_Task description_: An acceptable response holds only the line containing "Can you see the woman's" and every line after it to the end of the records, each reproduced exactly.

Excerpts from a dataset
-------------------------

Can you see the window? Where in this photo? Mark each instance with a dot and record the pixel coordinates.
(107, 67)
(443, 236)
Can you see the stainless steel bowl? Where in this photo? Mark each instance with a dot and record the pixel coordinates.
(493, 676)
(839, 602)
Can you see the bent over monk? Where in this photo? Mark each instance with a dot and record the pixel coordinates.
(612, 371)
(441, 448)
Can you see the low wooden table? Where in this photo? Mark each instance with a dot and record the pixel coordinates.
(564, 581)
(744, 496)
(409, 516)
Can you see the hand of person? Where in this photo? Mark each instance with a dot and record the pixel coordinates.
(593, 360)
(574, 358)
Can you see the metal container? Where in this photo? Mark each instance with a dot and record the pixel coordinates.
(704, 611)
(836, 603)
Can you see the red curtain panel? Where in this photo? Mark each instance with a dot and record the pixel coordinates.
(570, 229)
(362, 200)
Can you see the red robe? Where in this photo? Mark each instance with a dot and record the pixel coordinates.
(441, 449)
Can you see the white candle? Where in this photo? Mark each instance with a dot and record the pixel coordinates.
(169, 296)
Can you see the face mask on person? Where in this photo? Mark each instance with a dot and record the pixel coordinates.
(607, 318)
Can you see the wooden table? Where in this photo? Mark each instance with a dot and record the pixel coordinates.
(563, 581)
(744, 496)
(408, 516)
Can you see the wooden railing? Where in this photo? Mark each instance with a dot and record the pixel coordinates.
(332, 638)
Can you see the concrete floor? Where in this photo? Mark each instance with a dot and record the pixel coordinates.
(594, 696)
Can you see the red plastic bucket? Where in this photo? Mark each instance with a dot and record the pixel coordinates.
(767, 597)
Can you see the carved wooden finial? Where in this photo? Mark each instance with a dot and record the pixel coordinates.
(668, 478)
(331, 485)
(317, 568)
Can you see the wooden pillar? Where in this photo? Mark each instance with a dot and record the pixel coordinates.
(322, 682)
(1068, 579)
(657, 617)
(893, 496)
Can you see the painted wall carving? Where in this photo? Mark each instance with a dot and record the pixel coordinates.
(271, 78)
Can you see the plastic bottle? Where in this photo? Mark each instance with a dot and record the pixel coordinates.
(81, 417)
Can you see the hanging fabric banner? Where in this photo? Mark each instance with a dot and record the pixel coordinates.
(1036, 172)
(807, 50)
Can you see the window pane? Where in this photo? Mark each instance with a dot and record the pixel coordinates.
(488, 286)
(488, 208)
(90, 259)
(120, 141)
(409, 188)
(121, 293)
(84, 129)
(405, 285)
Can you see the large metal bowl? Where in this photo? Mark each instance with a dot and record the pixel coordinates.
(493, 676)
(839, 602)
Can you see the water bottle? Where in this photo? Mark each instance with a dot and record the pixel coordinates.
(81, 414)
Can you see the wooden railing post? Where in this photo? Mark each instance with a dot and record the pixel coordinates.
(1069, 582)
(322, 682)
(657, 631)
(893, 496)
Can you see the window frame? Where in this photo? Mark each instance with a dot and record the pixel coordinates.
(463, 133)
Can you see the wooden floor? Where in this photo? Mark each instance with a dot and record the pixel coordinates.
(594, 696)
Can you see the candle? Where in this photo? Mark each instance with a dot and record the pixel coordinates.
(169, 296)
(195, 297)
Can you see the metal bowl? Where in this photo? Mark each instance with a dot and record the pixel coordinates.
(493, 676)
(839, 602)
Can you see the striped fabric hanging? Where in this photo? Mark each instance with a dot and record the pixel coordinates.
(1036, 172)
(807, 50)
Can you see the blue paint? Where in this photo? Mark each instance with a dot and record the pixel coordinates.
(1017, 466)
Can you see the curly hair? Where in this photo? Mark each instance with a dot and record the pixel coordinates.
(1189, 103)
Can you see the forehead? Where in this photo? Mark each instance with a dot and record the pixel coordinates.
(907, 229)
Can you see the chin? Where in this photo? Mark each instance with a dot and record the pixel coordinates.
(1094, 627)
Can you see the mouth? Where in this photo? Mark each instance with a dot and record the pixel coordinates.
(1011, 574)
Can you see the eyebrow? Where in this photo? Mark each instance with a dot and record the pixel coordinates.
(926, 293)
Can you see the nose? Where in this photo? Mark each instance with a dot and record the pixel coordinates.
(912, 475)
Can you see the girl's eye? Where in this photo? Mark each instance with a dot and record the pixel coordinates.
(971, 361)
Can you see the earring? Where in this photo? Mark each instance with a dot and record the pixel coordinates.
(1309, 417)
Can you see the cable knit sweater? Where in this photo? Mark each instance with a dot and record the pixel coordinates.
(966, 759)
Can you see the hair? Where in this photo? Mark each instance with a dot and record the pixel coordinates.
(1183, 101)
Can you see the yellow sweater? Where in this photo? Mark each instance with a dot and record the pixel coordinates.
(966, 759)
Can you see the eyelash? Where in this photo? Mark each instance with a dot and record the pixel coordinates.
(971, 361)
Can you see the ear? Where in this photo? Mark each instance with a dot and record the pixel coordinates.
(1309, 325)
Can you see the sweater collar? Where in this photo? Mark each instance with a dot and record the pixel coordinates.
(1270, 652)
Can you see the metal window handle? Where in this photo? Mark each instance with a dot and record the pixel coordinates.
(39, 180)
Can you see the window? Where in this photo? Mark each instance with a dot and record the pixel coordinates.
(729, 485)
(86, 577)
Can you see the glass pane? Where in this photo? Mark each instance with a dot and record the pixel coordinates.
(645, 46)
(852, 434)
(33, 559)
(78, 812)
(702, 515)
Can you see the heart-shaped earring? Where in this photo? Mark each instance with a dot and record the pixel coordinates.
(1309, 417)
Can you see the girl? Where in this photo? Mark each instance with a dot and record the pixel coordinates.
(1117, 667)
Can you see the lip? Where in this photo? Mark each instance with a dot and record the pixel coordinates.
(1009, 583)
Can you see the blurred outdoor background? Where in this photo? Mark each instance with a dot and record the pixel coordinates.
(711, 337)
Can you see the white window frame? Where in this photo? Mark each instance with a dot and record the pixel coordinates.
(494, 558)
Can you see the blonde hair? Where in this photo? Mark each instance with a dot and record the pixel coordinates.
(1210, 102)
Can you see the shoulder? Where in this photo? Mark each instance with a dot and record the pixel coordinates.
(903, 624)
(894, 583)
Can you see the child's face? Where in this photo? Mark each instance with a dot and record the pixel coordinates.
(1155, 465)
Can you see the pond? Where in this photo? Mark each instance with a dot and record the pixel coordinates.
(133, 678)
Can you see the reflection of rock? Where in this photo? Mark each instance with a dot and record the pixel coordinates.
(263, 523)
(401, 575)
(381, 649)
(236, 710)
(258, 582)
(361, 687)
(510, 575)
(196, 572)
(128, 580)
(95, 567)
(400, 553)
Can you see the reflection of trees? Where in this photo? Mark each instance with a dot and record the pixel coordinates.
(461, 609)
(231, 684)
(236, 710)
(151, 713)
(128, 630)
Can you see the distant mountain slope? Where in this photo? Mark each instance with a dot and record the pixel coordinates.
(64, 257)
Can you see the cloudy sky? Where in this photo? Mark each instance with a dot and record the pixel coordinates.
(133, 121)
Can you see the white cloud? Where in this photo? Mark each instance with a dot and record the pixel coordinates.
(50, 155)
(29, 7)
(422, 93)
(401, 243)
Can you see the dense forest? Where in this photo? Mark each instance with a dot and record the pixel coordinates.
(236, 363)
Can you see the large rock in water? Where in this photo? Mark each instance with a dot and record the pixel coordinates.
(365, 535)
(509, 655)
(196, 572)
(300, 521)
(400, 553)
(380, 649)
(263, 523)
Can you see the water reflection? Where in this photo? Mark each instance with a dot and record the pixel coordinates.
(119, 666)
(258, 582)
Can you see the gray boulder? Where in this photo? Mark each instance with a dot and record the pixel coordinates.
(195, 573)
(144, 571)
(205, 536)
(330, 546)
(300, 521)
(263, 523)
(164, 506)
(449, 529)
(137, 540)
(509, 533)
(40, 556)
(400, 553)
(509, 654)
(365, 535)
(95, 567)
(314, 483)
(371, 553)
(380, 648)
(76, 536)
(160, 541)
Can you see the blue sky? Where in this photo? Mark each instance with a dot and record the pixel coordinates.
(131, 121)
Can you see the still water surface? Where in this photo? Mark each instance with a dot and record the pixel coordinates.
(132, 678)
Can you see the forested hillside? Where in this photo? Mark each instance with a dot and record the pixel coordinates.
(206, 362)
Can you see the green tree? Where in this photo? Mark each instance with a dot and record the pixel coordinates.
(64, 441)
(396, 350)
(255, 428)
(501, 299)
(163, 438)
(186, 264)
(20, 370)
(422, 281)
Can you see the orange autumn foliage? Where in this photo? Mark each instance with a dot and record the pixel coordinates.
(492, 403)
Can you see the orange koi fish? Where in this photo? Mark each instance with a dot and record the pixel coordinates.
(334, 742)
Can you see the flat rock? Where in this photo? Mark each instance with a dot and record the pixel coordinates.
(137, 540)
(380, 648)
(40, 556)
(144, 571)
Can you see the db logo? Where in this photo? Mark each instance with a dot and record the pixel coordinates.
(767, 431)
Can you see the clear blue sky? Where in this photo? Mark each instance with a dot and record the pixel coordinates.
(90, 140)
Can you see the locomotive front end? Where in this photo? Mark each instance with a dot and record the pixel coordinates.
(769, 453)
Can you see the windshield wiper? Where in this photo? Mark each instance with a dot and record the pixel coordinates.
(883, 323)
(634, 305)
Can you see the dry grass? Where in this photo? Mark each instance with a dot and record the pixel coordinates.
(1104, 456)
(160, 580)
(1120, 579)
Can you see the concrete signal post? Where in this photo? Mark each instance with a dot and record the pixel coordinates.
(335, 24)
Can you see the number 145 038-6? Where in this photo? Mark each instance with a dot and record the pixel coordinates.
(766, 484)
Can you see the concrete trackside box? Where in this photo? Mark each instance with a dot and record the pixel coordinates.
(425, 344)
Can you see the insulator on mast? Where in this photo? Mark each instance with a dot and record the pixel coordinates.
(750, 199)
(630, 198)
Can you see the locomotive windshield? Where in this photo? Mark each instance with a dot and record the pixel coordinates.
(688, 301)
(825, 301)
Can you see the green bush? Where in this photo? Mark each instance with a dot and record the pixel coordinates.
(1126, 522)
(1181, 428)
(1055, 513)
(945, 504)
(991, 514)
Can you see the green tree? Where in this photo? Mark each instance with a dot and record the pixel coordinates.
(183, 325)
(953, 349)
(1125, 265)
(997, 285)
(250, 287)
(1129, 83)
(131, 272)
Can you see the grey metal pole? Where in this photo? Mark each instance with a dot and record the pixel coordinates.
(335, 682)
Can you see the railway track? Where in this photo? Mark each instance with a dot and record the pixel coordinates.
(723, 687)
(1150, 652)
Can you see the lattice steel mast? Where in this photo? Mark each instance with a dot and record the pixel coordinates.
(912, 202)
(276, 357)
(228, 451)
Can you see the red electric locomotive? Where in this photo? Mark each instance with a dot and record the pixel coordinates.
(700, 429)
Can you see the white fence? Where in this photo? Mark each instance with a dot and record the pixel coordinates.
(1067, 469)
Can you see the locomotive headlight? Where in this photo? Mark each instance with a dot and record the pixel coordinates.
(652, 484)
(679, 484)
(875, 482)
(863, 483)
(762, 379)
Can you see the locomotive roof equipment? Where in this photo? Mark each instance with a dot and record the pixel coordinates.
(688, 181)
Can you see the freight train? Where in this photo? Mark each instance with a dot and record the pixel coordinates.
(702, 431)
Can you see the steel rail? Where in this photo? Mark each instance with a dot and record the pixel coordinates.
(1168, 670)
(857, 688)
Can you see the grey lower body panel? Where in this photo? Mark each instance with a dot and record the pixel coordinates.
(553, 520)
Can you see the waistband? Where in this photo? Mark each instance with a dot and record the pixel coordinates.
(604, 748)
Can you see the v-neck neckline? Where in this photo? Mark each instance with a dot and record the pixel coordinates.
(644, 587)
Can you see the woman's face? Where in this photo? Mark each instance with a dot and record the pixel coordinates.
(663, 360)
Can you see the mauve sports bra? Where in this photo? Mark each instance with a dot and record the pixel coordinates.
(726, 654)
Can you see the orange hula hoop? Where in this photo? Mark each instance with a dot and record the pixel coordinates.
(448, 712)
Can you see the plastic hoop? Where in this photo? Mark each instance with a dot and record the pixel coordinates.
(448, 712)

-------------------------

_Expected answer_:
Can you see the woman's face? Where in this photo? Mark each instance with a dot and record the pixel coordinates.
(663, 360)
Can you see the mauve sports bra? Where in this photo? Mark each instance with a dot and record the pixel coordinates.
(726, 654)
Can you see the orange hula hoop? Where in this photo? Mark each instance with a dot and record the pixel coordinates.
(448, 712)
Can you see the plastic hoop? Where in this photo? Mark each instance with a dot and record the pixel coordinates.
(448, 712)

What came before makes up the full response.